Source text START
Historical population
| Census | Pop. | Note | %± |
| 2020 | 5,156 |  | — |
U.S. Decennial Census

===2020 census===
As of the 2020 census, Blue Point had a population of 5,156. The median age was 49.2 years. 18.9% of residents were under the age of 18 and 24.2% of residents were 65 years of age or older. For every 100 females there were 92.4 males, and for every 100 females age 18 and over there were 88.4 males age 18 and over.

100.0% of residents lived in urban areas, while 0.0% lived in rural areas.

There were 2,029 households in Blue Point, of which 27.4% had children under the age of 18 living in them. Of all households, 59.2% were married-couple households, 11.4% were households with a male householder and no spouse or partner present, and 24.3% were households with a female householder and no spouse or partner present. About 22.1% of all households were made up of individuals and 14.4% had someone living alone who was 65 years of age or older.

There were 2,132 housing units, of which 4.8% were vacant. The homeowner vacancy rate was 0.5% and the rental vacancy rate was 6.1%.

Racial composition as of the 2020 census
| Race | Number | Percent |
|---|---|---|
| White | 4,682 | 90.8% |
| Black or African American | 43 | 0.8% |
| American Indian and Alaska Native | 3 | 0.1% |
| Asian | 90 | 1.7% |
| Native Hawaiian and Other Pacific Islander | 0 | 0.0% |
| Some other race | 72 | 1.4% |
| Two or more races | 266 | 5.2% |
| Hispanic or Latino (of any race) | 287 | 5.6% |

===2000 census===
As of the census of 2000, there were 4,407 people, 1,571 households, and 1,178 families residing in the CDP. The population density was 2,474.5 PD/sqmi. There were 1,664 housing units at an average density of 934.3 /sqmi. The racial makeup of the CDP was 96.41% White, 0.68% African American, 0.11% Native American, 1.07% Asian, 0.02% Pacific Islander, 0.84% from other races, and 0.86% from two or more races. Hispanic or Latino of any race were 4.36% of the population.

There were 1,571 households, out of which 37.9% had children under the age of 18 living with them, 63.1% were married couples living together, 7.4% had a female householder with no husband present, and 25.0% were non-families. 20.0% of all households were made up of individuals, and 9.0% had someone living alone who was 65 years of age or older. The average household size was 2.78 and the average family size was 3.24.

In the CDP, the population was spread out, with 26.8% under the age of 18, 4.6% from 18 to 24, 32.1% from 25 to 44, 24.7% from 45 to 64, and 11.8% who were 65 years of age or older. The median age was 38 years. For every 100 females, there were 97.1 males. For every 100 females age 18 and over, there were 95.5 males.
Source text END
To do
Extend the Blue Point census text, starting right after its last sentence.
Supplied records START
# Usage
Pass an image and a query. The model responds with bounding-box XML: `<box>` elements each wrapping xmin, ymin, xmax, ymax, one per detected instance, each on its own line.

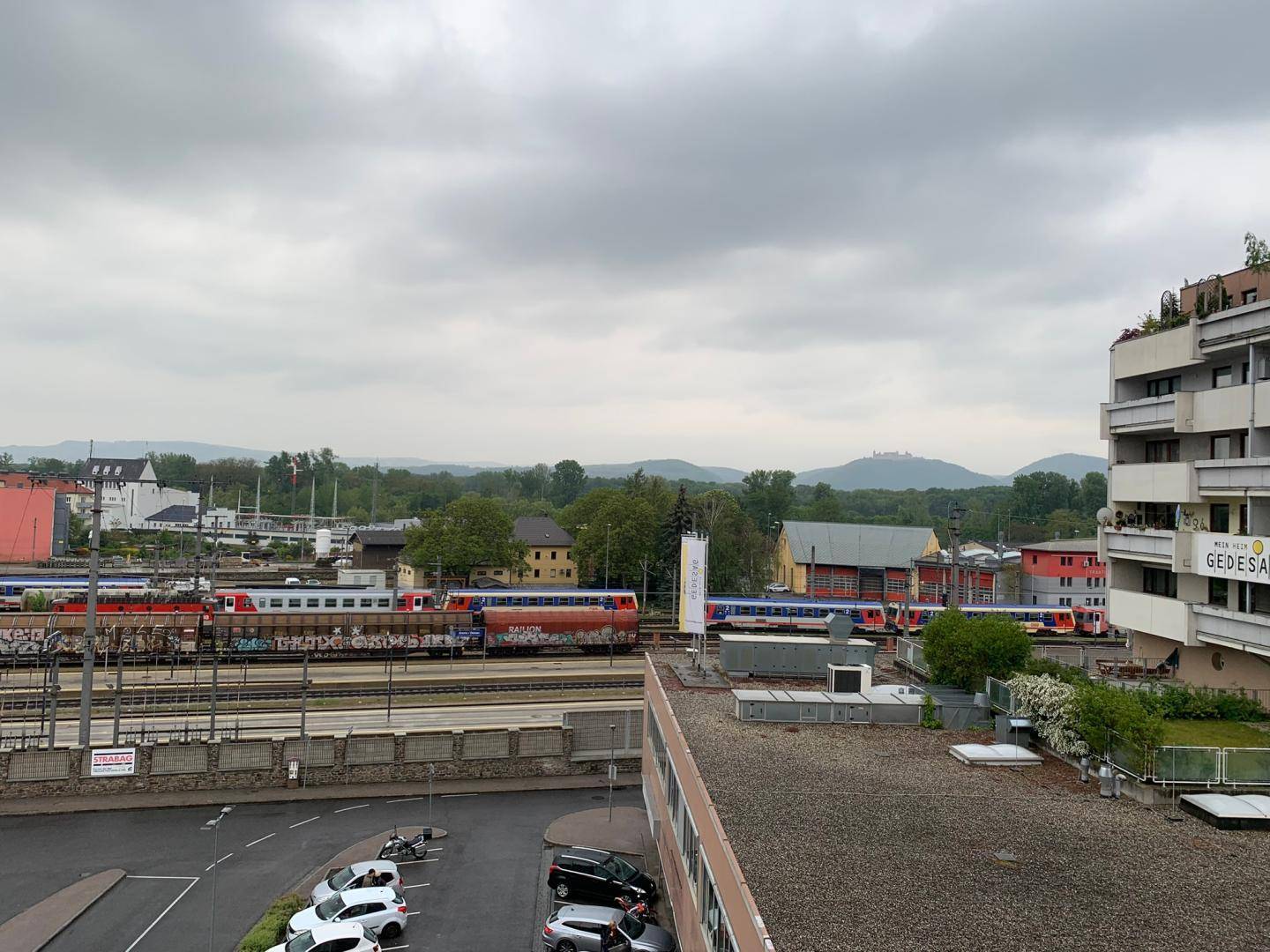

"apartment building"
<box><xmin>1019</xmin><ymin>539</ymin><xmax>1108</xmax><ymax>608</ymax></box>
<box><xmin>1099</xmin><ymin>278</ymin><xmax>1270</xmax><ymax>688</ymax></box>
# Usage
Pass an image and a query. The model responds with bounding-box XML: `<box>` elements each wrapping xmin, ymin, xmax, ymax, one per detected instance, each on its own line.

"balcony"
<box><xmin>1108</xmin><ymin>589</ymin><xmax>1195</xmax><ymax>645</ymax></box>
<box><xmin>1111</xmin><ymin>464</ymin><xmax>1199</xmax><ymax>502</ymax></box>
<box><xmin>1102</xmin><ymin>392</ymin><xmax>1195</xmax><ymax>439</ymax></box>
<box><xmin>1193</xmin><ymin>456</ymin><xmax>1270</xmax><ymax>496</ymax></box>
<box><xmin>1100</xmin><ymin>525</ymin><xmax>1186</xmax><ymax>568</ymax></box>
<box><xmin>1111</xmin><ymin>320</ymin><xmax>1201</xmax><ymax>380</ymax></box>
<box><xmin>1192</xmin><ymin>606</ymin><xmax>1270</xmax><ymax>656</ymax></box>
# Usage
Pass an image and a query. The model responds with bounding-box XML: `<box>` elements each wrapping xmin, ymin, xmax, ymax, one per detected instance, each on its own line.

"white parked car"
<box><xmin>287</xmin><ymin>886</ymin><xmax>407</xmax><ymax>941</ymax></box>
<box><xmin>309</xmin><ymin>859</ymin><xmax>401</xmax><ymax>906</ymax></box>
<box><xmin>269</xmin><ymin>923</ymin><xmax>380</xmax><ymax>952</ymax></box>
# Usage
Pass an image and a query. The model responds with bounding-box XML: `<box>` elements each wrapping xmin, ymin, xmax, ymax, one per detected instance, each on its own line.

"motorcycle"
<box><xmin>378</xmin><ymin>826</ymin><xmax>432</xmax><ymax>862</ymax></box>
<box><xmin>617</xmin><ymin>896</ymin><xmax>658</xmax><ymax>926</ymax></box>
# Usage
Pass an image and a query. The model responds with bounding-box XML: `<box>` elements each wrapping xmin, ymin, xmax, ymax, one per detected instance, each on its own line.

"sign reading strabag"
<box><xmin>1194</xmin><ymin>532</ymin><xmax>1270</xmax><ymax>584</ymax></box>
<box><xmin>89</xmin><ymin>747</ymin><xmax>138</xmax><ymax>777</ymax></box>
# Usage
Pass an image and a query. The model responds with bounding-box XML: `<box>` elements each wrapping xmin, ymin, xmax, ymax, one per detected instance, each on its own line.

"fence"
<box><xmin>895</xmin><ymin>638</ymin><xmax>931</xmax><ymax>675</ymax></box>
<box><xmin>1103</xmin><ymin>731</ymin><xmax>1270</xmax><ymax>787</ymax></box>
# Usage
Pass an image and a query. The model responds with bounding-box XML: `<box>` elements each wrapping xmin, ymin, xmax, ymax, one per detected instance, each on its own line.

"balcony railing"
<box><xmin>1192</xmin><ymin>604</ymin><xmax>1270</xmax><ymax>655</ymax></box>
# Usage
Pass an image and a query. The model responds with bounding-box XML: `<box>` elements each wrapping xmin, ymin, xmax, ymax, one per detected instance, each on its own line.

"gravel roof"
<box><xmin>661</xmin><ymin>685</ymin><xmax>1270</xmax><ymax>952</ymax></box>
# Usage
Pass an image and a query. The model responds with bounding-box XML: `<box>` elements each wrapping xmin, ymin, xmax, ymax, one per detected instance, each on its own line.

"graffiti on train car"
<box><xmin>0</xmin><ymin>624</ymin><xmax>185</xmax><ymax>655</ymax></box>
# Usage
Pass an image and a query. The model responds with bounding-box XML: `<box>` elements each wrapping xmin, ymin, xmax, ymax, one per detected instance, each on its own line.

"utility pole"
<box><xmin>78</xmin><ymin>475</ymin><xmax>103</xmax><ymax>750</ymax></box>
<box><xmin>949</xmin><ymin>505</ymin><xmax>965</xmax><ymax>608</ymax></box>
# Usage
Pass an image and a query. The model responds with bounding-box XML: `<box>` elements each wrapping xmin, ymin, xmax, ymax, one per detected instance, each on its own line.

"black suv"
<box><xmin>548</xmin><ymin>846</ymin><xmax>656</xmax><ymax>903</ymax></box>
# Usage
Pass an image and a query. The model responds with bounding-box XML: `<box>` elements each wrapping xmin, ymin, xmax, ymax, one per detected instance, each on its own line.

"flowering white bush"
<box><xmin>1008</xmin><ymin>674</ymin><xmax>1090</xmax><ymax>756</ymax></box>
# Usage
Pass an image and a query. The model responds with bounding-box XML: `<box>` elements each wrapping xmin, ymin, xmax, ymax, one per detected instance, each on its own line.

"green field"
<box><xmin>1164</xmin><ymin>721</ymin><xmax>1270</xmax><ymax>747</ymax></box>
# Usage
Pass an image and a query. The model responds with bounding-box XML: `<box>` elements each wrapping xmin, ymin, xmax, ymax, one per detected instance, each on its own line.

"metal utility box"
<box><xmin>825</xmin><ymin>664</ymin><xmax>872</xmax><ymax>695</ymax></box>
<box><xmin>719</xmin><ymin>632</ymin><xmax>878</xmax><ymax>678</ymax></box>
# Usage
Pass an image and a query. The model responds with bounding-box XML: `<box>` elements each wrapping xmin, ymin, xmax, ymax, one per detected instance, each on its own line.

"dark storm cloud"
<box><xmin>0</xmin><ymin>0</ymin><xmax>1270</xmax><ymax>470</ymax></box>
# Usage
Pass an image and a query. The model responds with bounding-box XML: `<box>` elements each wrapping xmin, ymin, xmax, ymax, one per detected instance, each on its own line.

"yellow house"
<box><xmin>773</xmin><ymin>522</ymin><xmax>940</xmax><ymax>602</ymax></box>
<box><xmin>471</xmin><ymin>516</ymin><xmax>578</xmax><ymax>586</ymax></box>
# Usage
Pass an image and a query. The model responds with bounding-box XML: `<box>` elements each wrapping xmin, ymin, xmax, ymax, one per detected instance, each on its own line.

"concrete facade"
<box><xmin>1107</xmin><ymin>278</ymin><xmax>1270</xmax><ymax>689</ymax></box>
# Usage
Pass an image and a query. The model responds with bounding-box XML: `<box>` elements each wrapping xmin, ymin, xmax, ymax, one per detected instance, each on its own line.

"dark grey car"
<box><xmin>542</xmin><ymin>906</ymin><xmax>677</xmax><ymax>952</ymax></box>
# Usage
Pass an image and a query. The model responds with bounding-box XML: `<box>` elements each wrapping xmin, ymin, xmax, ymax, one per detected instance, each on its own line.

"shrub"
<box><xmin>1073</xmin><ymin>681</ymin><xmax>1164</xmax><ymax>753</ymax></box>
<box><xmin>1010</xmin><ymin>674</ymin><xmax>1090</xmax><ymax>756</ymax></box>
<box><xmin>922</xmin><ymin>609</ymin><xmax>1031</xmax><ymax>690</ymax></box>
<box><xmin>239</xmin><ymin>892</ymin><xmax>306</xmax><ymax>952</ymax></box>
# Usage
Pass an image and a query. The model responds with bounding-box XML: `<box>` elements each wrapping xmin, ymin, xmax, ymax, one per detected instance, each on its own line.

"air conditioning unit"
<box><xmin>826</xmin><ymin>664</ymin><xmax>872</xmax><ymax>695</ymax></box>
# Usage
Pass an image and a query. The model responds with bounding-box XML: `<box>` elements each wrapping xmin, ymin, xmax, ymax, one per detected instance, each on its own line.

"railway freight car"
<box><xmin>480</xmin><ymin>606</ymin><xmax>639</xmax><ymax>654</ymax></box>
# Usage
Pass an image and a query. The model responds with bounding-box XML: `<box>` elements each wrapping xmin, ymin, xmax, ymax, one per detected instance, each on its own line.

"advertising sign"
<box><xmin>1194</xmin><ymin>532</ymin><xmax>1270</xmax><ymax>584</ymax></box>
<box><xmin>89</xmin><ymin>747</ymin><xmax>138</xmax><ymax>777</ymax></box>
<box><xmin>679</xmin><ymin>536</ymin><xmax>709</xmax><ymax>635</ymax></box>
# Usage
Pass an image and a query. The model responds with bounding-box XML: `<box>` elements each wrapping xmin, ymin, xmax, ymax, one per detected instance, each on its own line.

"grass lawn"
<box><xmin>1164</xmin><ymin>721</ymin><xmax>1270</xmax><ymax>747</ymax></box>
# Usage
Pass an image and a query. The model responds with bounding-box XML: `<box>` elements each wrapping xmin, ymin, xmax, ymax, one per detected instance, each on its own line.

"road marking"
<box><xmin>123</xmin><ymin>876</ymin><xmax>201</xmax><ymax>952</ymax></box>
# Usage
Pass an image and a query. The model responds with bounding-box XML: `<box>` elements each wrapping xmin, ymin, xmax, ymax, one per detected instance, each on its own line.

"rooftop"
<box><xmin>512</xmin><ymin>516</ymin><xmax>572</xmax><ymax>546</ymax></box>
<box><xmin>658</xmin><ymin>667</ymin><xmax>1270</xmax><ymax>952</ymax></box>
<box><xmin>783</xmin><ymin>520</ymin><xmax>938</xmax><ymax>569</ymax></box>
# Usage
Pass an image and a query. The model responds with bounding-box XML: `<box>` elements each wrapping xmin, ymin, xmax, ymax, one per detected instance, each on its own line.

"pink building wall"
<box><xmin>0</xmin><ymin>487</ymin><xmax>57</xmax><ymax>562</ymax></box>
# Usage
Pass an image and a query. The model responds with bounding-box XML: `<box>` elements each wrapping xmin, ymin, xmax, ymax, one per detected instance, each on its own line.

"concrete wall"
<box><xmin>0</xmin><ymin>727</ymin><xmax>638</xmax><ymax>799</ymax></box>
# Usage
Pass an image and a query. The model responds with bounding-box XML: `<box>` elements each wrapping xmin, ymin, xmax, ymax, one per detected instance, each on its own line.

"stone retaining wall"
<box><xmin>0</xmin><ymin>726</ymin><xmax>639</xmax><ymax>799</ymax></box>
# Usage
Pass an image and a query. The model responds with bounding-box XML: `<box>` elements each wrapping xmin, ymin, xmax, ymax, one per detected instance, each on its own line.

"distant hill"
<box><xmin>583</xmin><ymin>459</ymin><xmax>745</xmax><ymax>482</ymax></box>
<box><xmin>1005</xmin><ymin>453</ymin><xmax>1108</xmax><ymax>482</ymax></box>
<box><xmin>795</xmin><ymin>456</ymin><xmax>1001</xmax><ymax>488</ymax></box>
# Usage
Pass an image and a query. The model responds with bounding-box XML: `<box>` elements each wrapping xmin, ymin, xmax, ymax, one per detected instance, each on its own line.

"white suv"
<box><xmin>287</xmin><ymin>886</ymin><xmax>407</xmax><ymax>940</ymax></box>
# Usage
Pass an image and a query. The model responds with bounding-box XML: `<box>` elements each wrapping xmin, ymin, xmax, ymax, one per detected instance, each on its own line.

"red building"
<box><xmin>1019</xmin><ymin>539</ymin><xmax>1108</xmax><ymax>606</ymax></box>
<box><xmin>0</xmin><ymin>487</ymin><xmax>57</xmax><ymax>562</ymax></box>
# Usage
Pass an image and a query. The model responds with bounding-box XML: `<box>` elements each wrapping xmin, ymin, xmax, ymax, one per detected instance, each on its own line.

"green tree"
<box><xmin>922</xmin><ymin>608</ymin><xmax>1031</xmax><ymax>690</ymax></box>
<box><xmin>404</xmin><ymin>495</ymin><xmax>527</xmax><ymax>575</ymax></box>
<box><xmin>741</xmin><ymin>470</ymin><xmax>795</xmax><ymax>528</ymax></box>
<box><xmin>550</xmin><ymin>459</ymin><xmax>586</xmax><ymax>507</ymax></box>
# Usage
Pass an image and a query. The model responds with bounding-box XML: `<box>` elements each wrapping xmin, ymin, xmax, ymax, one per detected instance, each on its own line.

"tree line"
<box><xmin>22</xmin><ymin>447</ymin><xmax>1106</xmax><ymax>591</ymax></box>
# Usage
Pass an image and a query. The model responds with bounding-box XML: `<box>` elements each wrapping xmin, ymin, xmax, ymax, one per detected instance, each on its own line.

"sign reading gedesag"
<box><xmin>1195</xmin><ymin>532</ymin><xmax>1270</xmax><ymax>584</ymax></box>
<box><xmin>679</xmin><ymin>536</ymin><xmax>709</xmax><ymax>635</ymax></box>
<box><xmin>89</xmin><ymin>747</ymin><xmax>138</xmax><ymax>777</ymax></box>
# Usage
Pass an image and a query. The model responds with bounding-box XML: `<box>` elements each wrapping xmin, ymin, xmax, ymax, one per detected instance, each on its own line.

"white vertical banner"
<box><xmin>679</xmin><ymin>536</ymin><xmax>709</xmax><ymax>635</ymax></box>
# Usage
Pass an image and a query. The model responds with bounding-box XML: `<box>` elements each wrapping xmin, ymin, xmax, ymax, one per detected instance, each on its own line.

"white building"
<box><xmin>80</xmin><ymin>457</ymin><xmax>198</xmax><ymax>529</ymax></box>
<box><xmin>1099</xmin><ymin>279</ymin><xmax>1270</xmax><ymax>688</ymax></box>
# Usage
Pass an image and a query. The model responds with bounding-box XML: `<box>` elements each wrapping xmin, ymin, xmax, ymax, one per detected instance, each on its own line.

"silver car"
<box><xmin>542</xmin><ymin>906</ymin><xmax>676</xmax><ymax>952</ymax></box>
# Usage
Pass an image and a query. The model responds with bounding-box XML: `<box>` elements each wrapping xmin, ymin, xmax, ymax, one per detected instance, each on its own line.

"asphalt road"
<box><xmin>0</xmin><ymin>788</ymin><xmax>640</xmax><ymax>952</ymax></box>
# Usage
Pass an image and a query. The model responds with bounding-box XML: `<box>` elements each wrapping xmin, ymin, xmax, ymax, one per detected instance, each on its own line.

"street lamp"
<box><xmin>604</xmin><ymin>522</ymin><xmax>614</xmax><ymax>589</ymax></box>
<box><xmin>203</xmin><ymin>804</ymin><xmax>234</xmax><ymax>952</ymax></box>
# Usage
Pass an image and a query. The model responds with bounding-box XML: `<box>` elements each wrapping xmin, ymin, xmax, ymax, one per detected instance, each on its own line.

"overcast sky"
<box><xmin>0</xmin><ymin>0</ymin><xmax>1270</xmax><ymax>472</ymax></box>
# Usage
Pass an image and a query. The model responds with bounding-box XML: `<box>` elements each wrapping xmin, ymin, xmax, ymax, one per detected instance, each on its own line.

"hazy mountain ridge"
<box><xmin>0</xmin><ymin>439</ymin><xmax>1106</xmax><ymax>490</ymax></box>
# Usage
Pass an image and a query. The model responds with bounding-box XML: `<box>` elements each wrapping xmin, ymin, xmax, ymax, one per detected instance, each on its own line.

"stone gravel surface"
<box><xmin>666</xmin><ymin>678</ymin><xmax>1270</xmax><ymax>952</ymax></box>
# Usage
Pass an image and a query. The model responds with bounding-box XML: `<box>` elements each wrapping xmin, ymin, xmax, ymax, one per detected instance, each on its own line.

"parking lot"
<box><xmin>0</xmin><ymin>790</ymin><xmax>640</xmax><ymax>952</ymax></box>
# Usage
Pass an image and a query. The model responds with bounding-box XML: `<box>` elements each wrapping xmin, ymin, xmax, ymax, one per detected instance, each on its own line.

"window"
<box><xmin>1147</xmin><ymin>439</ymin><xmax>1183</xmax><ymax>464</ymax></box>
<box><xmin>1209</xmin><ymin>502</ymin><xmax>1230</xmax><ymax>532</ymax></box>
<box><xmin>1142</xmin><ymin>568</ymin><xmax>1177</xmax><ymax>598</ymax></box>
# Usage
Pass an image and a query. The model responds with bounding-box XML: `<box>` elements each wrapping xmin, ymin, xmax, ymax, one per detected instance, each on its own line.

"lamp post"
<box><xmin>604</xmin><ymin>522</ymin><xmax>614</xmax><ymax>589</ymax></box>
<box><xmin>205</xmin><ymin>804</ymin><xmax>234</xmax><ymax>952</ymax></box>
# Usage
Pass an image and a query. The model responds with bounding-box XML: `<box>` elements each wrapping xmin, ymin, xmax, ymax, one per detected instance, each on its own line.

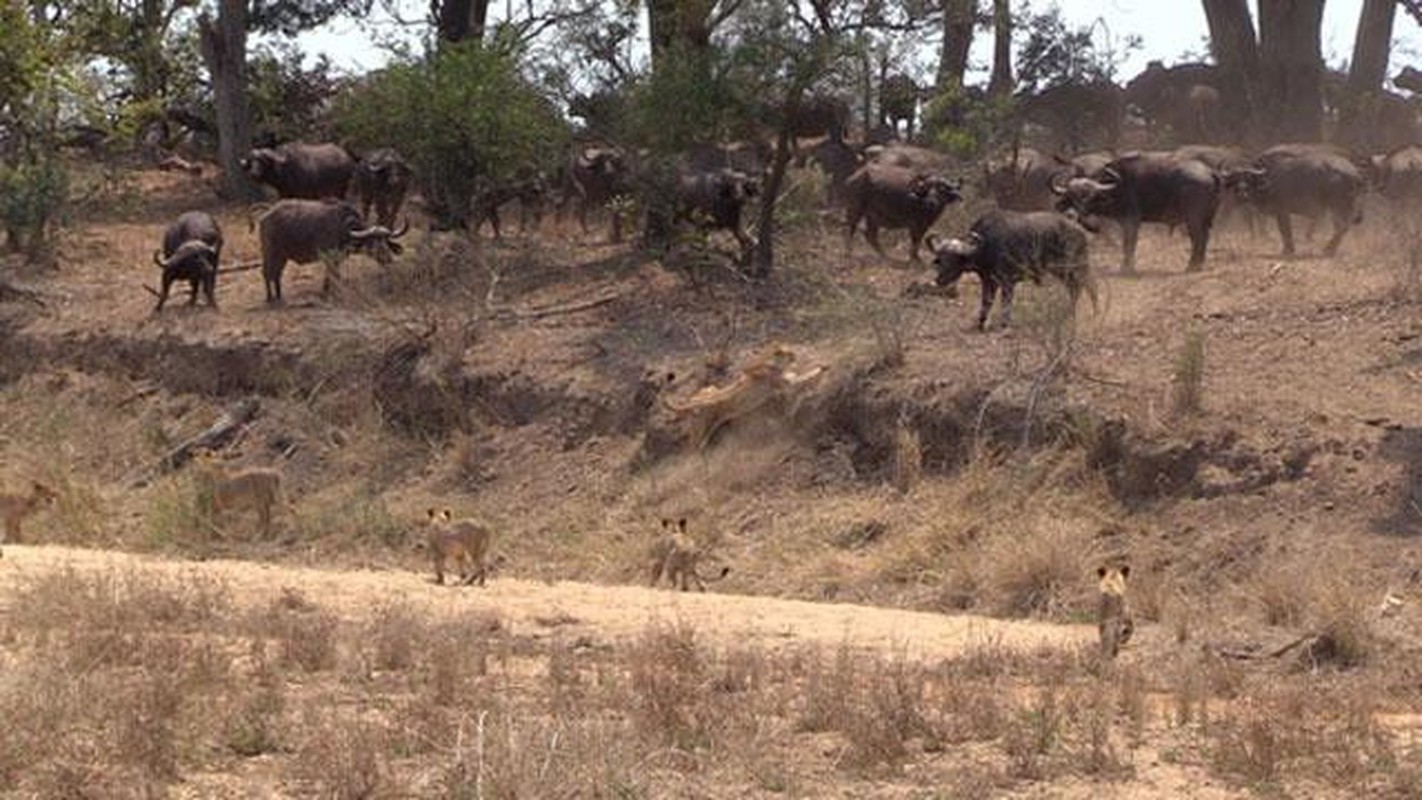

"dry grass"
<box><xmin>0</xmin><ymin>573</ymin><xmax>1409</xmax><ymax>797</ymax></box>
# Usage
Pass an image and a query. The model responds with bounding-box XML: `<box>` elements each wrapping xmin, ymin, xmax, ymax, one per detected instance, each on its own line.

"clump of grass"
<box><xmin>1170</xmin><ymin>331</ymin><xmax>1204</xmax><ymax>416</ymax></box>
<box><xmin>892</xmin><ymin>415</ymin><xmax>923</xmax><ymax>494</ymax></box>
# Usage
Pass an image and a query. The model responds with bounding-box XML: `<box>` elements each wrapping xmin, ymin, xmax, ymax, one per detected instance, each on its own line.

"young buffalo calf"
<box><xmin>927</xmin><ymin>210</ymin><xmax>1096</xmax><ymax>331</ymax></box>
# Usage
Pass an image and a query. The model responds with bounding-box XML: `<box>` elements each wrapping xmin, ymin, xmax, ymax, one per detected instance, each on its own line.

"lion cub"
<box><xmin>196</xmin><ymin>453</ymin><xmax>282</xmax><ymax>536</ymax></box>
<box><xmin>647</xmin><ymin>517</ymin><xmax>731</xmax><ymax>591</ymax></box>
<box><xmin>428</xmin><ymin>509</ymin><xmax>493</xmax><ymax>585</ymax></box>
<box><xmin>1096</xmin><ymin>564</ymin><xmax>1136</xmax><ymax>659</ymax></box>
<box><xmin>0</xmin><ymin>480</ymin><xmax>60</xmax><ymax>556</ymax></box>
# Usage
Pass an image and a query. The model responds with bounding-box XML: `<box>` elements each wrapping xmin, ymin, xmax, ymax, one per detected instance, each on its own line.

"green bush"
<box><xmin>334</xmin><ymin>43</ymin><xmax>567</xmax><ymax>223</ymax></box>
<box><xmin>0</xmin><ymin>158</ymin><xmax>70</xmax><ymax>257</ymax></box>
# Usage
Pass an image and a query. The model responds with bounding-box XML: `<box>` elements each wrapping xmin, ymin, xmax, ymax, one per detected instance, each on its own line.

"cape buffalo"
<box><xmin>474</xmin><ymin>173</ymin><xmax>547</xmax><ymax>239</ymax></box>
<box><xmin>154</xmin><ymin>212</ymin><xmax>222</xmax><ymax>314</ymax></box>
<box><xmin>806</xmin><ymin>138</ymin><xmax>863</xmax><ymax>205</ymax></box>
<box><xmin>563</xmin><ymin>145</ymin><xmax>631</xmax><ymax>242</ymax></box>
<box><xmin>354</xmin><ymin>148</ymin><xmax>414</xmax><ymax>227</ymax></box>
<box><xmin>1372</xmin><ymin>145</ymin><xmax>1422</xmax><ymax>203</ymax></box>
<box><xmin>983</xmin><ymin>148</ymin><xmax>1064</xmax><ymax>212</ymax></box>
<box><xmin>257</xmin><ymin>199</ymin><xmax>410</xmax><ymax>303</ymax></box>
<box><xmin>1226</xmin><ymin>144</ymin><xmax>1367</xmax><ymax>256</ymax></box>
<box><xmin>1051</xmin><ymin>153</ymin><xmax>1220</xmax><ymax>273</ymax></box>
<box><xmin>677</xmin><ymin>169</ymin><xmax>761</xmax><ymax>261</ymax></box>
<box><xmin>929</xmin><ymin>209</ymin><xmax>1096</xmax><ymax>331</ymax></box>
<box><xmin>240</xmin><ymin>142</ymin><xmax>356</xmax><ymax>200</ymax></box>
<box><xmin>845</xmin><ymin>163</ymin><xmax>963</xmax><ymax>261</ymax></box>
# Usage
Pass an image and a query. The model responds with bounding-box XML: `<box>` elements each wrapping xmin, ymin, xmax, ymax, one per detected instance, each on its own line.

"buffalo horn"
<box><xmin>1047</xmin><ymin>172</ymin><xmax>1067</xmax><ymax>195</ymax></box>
Supplied records END
Task answer
The median income for a household in the CDP was $70,333, and the median income for a family was $76,004. Males had a median income of $51,265 versus $34,938 for females. The per capita income for the CDP was $28,135. About 1.7% of families and 3.6% of the population were below the poverty threshold, including 2.0% of those under age 18 and 7.4% of those age 65 or over.

==Education==
Blue Point is served by the Bayport-Blue Point School District, along with neighboring Bayport. One of the district's elementary schools, Blue Point Elementary School, is in Blue Point on Blue Point Avenue, while the remainder of the schools, including James Wilson Young Middle School and Bayport-Blue Point High School, are in Bayport.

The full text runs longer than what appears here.